━━━ SOURCE MATERIAL
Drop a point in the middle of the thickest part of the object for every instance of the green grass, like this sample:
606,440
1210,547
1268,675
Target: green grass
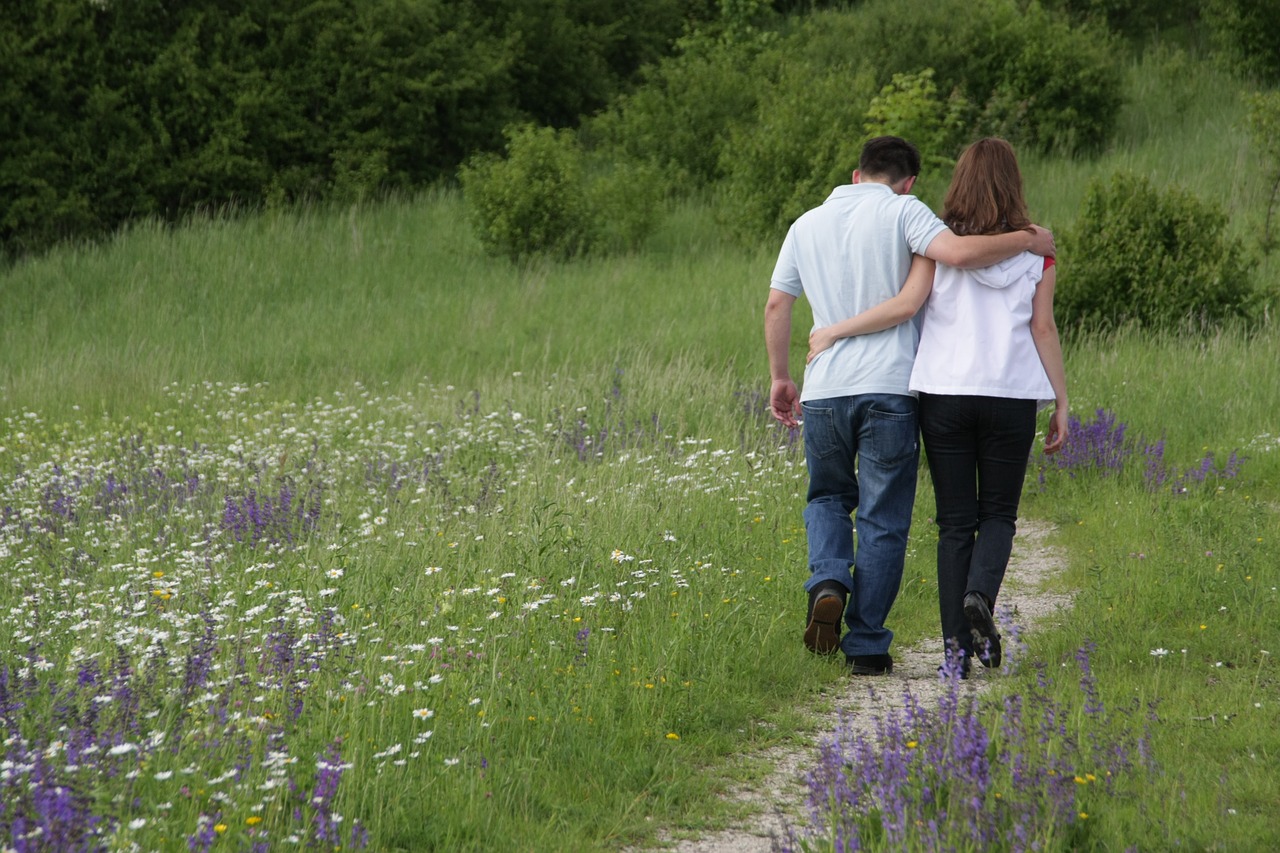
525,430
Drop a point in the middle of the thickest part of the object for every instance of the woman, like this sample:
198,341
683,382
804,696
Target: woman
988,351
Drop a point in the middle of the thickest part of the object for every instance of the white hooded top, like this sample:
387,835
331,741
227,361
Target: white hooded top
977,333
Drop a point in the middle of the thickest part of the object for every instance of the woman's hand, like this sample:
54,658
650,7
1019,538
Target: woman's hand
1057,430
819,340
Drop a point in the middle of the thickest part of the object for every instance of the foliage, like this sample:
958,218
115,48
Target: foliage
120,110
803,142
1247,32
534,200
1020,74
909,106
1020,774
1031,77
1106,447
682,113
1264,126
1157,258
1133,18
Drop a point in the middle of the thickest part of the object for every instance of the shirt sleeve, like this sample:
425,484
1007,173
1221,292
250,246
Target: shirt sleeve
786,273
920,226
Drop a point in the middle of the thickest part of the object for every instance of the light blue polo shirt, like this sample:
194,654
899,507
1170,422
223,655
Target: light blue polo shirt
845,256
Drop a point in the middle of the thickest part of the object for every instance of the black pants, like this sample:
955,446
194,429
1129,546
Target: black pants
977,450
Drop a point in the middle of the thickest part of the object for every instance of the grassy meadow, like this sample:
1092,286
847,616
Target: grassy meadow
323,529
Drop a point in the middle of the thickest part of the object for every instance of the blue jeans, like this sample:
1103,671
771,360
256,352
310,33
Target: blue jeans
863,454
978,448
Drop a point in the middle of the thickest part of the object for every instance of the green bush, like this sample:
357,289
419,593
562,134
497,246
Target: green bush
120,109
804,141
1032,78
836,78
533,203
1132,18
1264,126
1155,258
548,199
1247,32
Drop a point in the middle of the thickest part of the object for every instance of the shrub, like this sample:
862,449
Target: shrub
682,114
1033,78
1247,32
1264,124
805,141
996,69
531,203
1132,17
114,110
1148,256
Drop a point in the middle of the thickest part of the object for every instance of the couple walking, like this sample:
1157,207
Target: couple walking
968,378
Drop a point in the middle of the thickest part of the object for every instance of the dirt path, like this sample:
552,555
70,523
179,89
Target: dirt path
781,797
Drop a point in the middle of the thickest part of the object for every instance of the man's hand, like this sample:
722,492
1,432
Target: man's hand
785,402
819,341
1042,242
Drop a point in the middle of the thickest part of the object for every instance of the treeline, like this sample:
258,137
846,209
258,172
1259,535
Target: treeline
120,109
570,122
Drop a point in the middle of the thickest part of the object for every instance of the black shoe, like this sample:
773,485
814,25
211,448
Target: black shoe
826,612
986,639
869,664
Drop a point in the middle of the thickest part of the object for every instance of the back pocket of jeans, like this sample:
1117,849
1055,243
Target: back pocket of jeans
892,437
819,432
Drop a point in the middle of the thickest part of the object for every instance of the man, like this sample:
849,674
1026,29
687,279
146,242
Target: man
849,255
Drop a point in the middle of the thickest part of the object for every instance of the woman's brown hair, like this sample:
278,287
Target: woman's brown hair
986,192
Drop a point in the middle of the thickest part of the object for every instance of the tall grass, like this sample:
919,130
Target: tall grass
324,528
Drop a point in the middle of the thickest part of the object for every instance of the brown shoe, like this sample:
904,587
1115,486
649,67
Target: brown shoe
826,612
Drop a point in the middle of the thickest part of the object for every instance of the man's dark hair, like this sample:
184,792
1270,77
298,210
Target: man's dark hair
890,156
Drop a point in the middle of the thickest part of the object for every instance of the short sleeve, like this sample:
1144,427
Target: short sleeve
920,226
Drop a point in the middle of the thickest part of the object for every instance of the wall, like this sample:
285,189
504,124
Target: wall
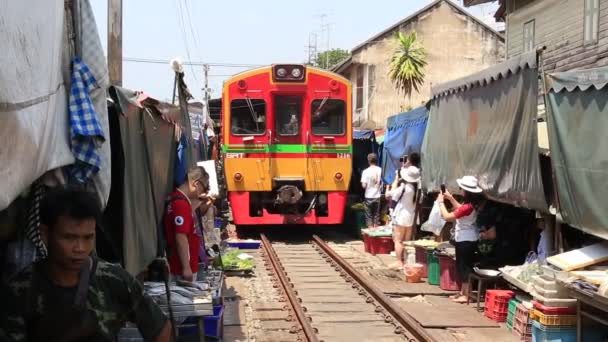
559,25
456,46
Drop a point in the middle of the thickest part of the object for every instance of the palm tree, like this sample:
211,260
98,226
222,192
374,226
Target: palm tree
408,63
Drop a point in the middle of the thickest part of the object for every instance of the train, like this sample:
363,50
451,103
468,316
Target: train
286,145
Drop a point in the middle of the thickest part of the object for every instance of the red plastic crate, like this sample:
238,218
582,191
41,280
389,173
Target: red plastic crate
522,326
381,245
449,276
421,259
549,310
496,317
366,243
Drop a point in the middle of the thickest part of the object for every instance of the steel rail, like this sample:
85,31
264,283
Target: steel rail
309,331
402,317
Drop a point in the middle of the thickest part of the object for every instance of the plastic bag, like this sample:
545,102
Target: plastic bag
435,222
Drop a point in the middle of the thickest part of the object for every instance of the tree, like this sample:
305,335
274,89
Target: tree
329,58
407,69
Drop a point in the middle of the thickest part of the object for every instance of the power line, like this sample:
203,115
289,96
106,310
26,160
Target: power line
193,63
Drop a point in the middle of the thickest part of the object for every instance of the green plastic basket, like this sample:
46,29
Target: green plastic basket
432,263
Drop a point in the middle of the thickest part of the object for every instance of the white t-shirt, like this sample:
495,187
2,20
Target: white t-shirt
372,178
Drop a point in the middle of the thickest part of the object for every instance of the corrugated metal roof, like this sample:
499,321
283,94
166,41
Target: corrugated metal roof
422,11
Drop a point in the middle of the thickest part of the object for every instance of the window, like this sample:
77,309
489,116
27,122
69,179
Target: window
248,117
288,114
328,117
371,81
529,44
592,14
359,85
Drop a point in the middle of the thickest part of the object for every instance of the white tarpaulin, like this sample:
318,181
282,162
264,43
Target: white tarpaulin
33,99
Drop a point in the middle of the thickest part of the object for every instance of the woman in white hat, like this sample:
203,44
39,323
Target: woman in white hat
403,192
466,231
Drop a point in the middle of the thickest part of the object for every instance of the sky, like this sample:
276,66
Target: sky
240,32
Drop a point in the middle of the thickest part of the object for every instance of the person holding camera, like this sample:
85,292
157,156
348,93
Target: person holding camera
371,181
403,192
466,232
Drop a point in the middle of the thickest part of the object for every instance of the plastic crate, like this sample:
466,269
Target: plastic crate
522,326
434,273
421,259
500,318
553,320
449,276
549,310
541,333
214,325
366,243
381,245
━━━━━━
* _WHAT YOU HAVE TO DO_
Pictures are to be left out; repeat all the remaining data exactly.

* _WRITTEN SOLUTION_
Drop a point in the middle of the thickest part of the object for every instance of the green grass, like this sample:
606,440
1210,547
1268,675
Target: green grass
525,430
Drop a point in the middle of the thickest part of the object for every instance of the woman, like this sample:
198,341
683,382
804,696
Target: woman
988,351
Drop a point in the middle of the thickest part of the object for every instance of the white hooded top, like this sample:
387,835
331,741
227,361
Target: white hooded top
977,333
Drop a point in the middle of the thickest part of the object for every instance of the woman's hand, like this sample:
54,658
650,7
1019,538
Target: woman's hand
1057,430
819,340
Drop a point in the middle of the thickest part of the object for every instance of the foliage, like this sample:
958,218
115,48
Target: foliage
120,110
803,142
1247,32
534,200
1020,74
909,106
1020,774
1031,77
1106,447
682,113
1264,126
1157,258
1133,18
Drop a point in the middle of the thickest part of the object for every instance of the shirt sleeve, like this sample:
425,484
1007,173
1221,292
250,246
Target: shirt sleeve
786,273
920,226
Drop a point in the middle of the thickest part of the object for every instance of the light blue polo shirt, like this sample:
194,654
899,507
1170,422
223,655
Target: light blue polo shirt
845,256
Drop a point in the middle of the thickest part of the object for every instance of the black pants, like this sample:
955,446
194,429
1129,546
Target: black pants
977,450
Drop a point in the middle of the thickest part of the object for every instance of the grassy meadow, like this sample:
1092,286
847,616
Target: grassy meadow
323,529
Drop a point in the middle of the thickest part of the object for every instance of the blue jeans, like this sample:
1103,671
771,360
256,352
310,33
Target: blue jeans
863,454
978,448
Drop a point in the middle of the thickest part of the object for every instance of the green bush, like this sample:
357,289
419,593
562,134
497,246
Target: green bush
120,109
804,141
1032,78
836,78
533,203
1132,18
1264,126
1155,258
548,199
1247,32
Drop a point in the middle of the thickest part of the object for every instance of the shrub, like this sample:
862,449
Target: shrub
682,114
1033,78
1247,32
1264,124
805,141
996,69
531,203
1132,17
114,110
1148,256
Drop a point in the middle of the thickest part of the object for every instance of the couple walking, like this sample:
1157,207
Target: couple walking
968,378
Drop a point in the middle of the thickest part of the object for every instance of the dirt path, like this sample:
552,555
70,523
179,89
Target: dirt path
781,797
Drop a point in the middle of the thickest part of the object for every instance of the man's hand, like this sample:
722,492
1,432
Target: man's hand
785,402
819,341
1042,242
Drop a point in the middle of the thickest part of the object for every instance of the treeline, like this sample:
258,137
846,209
258,172
1259,535
Target: treeline
120,109
570,122
Drop a point in the middle of the thickest part of the object for every instance of the black shoe, like this sample:
773,485
814,25
211,448
Target: black shoe
826,612
986,639
869,664
Drop a point in the middle of the thickest part of the object for every instance of the back pocket of jeans, like this sample:
1117,849
1055,243
Target: back pocket of jeans
892,437
819,432
Drop a point in the middle of the thickest part of the object for every instance of the man, like this sample:
849,674
1026,29
687,279
146,242
Target: man
849,255
Drop a point in the middle of the thickest part of the object for every instance of the woman's brown hair, like this sample:
278,287
Target: woman's brown hair
986,192
Drop a point in the middle of the thickest part of the object for every instance of the tall grass, like this sample:
919,130
Target: tall grass
324,528
Drop a point in the middle of the thickest part of the object for every instance of the brown shoe, like this sample:
904,587
1115,486
649,67
Target: brown shoe
826,612
Drop a point in the middle of the thickest part of the object for every instance of the man's dark hair, like this sample:
184,792
1270,77
298,210
Target: man's dark hair
890,156
Drop a point in the middle of the thickest part of the object for every instance of the short sleeve, like this sample:
1144,427
Target: short sleeve
920,226
Drop a point in the middle of the thickest part of the object for every instance of the wall, like this sample:
285,189
504,124
Target: wall
559,25
456,46
Drop a point in the middle of the thickest part of the object for every instance of the palm tree, like this sample:
211,260
98,226
222,192
374,226
Target: palm tree
408,63
Drop a point in the middle of the thickest part of the object for every instance of the train, like this sample:
363,50
451,103
468,316
Target: train
286,145
Drop a point in the middle of the thickest part of the object for every instance of the red plastic crate, like this sample:
238,218
582,191
41,280
389,173
Target: red plastic crate
522,326
381,245
449,276
421,259
549,310
496,317
366,243
Drop a point in the middle of the thickest part of the object for every instance of the steel rail, like this sample:
85,31
264,283
Target: steel rail
309,331
402,317
Drop a point in the middle of the thickest part of the object for every instance of the plastic bag, like this sample:
545,102
Target: plastic bag
435,222
Drop a point in the middle of the thickest part of the object for every instance of the tree, like this sample:
305,335
274,89
Target: tree
329,58
407,69
Drop a point in the middle of the thickest part of the object for every instance of the power line, like this sample:
203,115
289,96
106,310
26,160
Target: power line
193,63
Drop a point in the middle of the thickest part of the object for every instance of the green plastic basket, like this sample:
46,29
Target: green plastic basket
432,263
Drop a point in the middle of the thickest part of the object for every instance of the white t-shirt, like this sample:
495,187
2,20
Target: white t-shirt
372,178
Drop a point in the middle of the thickest part of the object for every instance of the corrugated metal roof, like this sample:
499,321
283,94
166,41
Target: corrugated metal roof
422,11
Drop a point in the middle of the thickest part of the object for every instance of the window, like this sample:
77,309
489,116
27,122
69,179
Target: window
248,117
288,114
328,117
371,81
529,44
592,14
359,85
Drop a point in the middle of the thickest part of the object for every instance of the white tarpaulin, like this sample:
318,181
282,162
264,43
Target: white tarpaulin
33,99
Drop a point in the middle of the thickest part of the object for every instance of the woman in white hat, like this sample:
203,44
39,323
Target: woman in white hat
403,192
466,231
Drop a point in the middle of the thickest part of the object for every instance of the sky, like this sample:
276,66
Target: sky
240,32
Drop a point in the middle of the thickest part of the object for every instance of the person holding camera, like this sample:
85,292
157,156
348,93
Target: person holding camera
371,181
403,192
466,232
Drop a point in the middle of the thickest part of the object for every instance of the plastic crate, like this sample:
466,269
Target: plastic crate
522,326
434,273
421,259
500,318
553,320
449,276
549,310
541,333
214,325
366,243
381,245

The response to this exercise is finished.